Reproduce the whole listing, character for character.

Pointing and labeling entries:
━━━━━━━━━━━━━━━━━━━━━━━━━━━━━━

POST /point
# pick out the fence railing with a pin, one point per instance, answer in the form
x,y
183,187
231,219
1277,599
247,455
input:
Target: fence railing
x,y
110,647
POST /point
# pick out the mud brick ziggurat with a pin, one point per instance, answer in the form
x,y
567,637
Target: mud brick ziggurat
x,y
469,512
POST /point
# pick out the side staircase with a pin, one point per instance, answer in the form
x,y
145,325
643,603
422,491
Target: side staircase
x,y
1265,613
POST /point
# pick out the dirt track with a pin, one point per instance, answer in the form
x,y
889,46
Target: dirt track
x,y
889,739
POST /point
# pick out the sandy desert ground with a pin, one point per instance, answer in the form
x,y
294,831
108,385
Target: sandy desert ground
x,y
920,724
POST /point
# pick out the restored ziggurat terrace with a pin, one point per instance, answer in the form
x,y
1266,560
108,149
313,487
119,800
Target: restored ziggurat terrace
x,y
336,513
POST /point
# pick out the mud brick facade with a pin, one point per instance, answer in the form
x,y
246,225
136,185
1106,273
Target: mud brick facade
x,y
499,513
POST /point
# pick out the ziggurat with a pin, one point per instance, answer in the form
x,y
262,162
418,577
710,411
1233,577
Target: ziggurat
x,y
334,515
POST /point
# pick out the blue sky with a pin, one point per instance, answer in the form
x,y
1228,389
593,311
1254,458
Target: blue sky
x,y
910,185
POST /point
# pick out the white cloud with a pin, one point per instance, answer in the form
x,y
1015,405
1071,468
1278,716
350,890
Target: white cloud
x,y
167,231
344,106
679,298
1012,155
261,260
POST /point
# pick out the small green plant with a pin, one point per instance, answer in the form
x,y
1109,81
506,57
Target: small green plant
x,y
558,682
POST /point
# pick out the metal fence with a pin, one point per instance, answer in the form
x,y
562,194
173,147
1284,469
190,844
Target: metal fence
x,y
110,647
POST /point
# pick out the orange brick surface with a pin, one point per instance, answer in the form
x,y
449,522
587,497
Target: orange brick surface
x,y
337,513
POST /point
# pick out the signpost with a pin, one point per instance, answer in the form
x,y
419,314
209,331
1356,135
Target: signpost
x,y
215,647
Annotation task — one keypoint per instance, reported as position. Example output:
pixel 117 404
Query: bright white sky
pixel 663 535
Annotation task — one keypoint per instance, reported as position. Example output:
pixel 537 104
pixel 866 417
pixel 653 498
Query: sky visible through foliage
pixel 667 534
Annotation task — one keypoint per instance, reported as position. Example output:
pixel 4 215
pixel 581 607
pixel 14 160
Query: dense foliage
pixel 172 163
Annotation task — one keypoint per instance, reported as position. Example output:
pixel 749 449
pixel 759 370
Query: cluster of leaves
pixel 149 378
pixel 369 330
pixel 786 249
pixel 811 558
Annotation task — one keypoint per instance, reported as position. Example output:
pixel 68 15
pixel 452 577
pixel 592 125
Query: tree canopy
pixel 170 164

━━━━━━━━━━━━━━━━━━━━━━━━━━━━━━

• **THE SOLUTION**
POST /point
# pick out the fence railing with a pin, one point per instance, answer in the form
x,y
183,187
231,219
1277,599
247,455
input:
Target: fence railing
x,y
110,647
POST /point
# pick out the mud brick ziggurat with a pin, one point per instance, answer in the form
x,y
567,637
Target: mud brick ziggurat
x,y
469,512
POST /point
# pick out the side staircase with a pin, one point per instance, answer in the form
x,y
145,325
643,603
422,491
Target: side staircase
x,y
1265,613
POST /point
# pick out the dirt track with a pin, one point per instance, answer in the form
x,y
889,46
Target: dirt track
x,y
889,739
POST /point
# pick out the sandy desert ground with a pin, one point per instance, answer in the form
x,y
294,831
108,385
Target: sandy desert ground
x,y
920,724
POST /point
# pick out the restored ziggurat terrace with a pin, one point per instance, answer in the form
x,y
1266,560
108,149
313,487
119,800
Target: restored ziggurat terrace
x,y
336,513
POST /point
# pick out the mud brick facade with a pin, one point per instance, answer in the form
x,y
246,225
136,185
1106,273
Target: mud brick facade
x,y
499,513
POST /point
# pick out the ziggurat with a pin, one point per instance, answer in the form
x,y
262,162
418,577
710,411
1233,577
Target: ziggurat
x,y
334,515
POST /point
# pick out the blue sky with a pin, one point per instance, answer in the form
x,y
1228,389
593,311
1254,458
Target: blue sky
x,y
910,185
POST /point
# pick out the white cloud with a pin, one point per instance, answer in the form
x,y
1015,405
1071,468
1278,716
350,890
Target: white cloud
x,y
167,231
344,106
679,298
1012,155
261,260
POST /point
# pick out the small green plant with a pin, one point per instance, answer in the form
x,y
1109,81
506,57
Target: small green plant
x,y
558,682
POST /point
# pick out the metal fence with a pin, one point per instance, answer in the form
x,y
562,194
173,147
1284,469
190,844
Target: metal fence
x,y
110,647
POST /point
# pick out the orange brick surface with a pin, one point per instance, answer in the form
x,y
449,522
587,497
Target: orange brick surface
x,y
337,513
POST /point
# pick out the signpost with a pin, one point per instance, answer in the form
x,y
419,314
209,331
1356,135
Target: signpost
x,y
215,647
Annotation task — one keypoint per instance, reported as position. Example output:
pixel 117 404
Query: bright white sky
pixel 663 535
Annotation task — one keypoint per instance, reported as position. Example output:
pixel 537 104
pixel 866 417
pixel 653 498
Query: sky visible through foliage
pixel 667 534
Annotation task — one keypoint per instance, reported as position. Example output:
pixel 4 215
pixel 581 607
pixel 14 160
Query: dense foliage
pixel 172 163
Annotation task — one keypoint per instance, reported as position. Example output:
pixel 749 449
pixel 759 370
Query: cluster of leaves
pixel 149 378
pixel 369 330
pixel 786 249
pixel 811 558
Annotation task — one keypoint per instance, reported as position. Example output:
pixel 68 15
pixel 452 577
pixel 592 125
Query: tree canopy
pixel 170 164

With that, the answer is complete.